Aim = Render each line of the following material as a string in a JSON list, one string per line, leaving out any blank lines.

Material supplied =
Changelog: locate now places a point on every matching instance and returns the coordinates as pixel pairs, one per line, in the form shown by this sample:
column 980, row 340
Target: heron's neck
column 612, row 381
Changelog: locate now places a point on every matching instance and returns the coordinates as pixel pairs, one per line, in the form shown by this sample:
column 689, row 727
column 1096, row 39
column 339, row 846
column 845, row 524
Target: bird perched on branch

Result =
[
  "Changelog: locate now places a point on every matching instance and returns the coordinates as pixel pairs, one per line, in the form shown by this sample:",
  "column 980, row 340",
  "Target: heron's neck",
  "column 612, row 381",
  "Changelog: locate now places a point on every matching instance and returns the coordinates as pixel pairs, one per line, in the form shown by this sample:",
  "column 689, row 727",
  "column 1096, row 39",
  "column 339, row 846",
  "column 845, row 524",
  "Target: bird perched on branch"
]